▸ Enunciado 1:
Conteste, a partir del texto sobre la bandera:
(a) ¿Con los colores de qué se describe la bandera?
(b) ¿Desde hace cuánto tiempo representa a España?
(c) ¿Quiénes dijeron que era un motivo de alegría para muchos que los ciudadanos la pongan en sus casas?
▸ Enunciado 2: Reproduzca literalmente el tramo del texto sobre la bandera que va desde "Esa manifestación espontánea" hasta "luego, para mí.".
▸ Enunciado 3: Prosiga el texto sobre la bandera a partir de su última oración.

Esa manifestación espontánea de tantos ciudadanos es la demostración de que para ellos la bandera es mucho más que un trozo de tela con los colores de la Corona de Aragón que representa a España desde hace más de dos siglos. Es el símbolo de una Historia común que aceptamos con sus sombras y con sus muchas más luces, de un Estado de Derecho que nos protege a todos, y de una voluntad de compartir un futuro de libertad, paz y prosperidad. Que esos ciudadanos la pongan en sus casas es, como dijeron los dignatarios europeos, un motivo de alegría para muchos y, desde luego, para mí.

▸ Registros extraídos:
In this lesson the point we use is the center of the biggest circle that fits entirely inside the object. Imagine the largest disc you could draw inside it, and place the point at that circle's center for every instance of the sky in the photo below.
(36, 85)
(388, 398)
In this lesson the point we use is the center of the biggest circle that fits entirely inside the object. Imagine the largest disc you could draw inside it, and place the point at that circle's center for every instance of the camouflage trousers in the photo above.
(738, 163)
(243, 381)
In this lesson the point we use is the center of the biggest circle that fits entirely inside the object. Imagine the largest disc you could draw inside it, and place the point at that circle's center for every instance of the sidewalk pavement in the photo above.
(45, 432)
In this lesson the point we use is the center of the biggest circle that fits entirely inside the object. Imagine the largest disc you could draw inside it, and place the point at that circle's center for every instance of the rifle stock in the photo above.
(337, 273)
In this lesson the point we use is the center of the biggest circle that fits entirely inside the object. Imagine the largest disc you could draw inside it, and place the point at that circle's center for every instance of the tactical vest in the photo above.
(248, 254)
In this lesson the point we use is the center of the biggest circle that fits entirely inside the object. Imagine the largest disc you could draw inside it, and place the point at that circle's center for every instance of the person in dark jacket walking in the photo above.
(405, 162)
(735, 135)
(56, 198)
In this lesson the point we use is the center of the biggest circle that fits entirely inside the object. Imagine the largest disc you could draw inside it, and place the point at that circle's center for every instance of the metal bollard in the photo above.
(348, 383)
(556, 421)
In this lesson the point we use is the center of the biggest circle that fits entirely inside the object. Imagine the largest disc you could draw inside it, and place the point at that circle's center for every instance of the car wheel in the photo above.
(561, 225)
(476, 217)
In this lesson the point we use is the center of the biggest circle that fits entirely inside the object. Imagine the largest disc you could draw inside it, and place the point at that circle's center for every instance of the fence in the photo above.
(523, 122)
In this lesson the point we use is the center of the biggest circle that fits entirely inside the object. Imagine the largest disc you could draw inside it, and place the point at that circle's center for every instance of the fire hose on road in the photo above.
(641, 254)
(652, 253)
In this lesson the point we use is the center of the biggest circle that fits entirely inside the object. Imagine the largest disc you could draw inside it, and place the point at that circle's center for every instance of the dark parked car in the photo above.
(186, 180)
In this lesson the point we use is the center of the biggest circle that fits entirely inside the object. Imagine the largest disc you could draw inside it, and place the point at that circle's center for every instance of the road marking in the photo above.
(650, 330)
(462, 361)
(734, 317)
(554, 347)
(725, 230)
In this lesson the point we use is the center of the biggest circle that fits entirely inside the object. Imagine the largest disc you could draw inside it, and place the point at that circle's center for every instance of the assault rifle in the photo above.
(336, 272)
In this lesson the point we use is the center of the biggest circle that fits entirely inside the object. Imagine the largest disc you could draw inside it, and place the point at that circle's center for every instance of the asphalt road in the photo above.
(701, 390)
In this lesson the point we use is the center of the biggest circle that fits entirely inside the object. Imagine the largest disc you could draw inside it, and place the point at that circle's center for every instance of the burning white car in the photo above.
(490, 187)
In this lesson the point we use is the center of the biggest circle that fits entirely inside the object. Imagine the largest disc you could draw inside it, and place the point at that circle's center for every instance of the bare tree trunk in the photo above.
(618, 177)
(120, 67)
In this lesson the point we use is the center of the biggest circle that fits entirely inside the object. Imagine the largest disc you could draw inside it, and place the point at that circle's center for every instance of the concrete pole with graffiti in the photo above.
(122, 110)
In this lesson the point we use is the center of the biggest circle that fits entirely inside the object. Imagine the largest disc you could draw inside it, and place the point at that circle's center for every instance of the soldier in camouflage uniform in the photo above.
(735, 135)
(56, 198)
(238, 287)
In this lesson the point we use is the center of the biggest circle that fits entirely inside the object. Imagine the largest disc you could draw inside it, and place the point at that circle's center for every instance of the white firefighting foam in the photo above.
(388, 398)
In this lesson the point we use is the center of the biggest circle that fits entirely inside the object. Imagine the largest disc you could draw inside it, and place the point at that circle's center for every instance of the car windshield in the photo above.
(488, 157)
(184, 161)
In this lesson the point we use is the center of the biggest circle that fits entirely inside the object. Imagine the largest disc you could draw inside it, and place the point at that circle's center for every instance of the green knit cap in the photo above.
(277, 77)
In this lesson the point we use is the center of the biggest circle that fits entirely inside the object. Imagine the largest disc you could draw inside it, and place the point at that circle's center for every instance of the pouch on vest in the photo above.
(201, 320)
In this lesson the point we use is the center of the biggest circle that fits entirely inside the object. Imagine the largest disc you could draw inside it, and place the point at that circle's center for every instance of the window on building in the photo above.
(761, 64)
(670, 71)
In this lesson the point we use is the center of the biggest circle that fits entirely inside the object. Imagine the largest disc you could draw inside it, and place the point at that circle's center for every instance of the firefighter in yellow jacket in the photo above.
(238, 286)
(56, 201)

▸ Respuesta 1:
(a) Con los colores de la Corona de Aragón.
(b) Desde hace más de dos siglos.
(c) Los dignatarios europeos.

▸ Respuesta 2:
Esa manifestación espontánea de tantos ciudadanos es la demostración de que para ellos la bandera es mucho más que un trozo de tela con los colores de la Corona de Aragón que representa a España desde hace más de dos siglos. Es el símbolo de una Historia común que aceptamos con sus sombras y con sus muchas más luces, de un Estado de Derecho que nos protege a todos, y de una voluntad de compartir un futuro de libertad, paz y prosperidad. Que esos ciudadanos la pongan en sus casas es, como dijeron los dignatarios europeos, un motivo de alegría para muchos y, desde luego, para mí.

▸ Respuesta 3:
Ese resurgir del culto a nuestra bandera debería ir acompañado por una acción decidida y clara de las administraciones públicas para cumplir con el deber de que en todos los edificios e instalaciones públicas ondee la bandera de España. Pero no sólo en los edificios públicos, sino también en todos los edificios de entidades privadas o fundaciones que, de una u otra forma, reciben alguna subvención pública. Los españoles, que somos los que pagamos todas esas subvenciones, tenemos derecho a que nuestra bandera presida esas instalaciones para dar testimonio de la presencia del Estado, que somos todos. Hasta el punto de que, llegado el caso, el no poner la bandera pudiera ser motivo para retirar la subvención, por pura lógica.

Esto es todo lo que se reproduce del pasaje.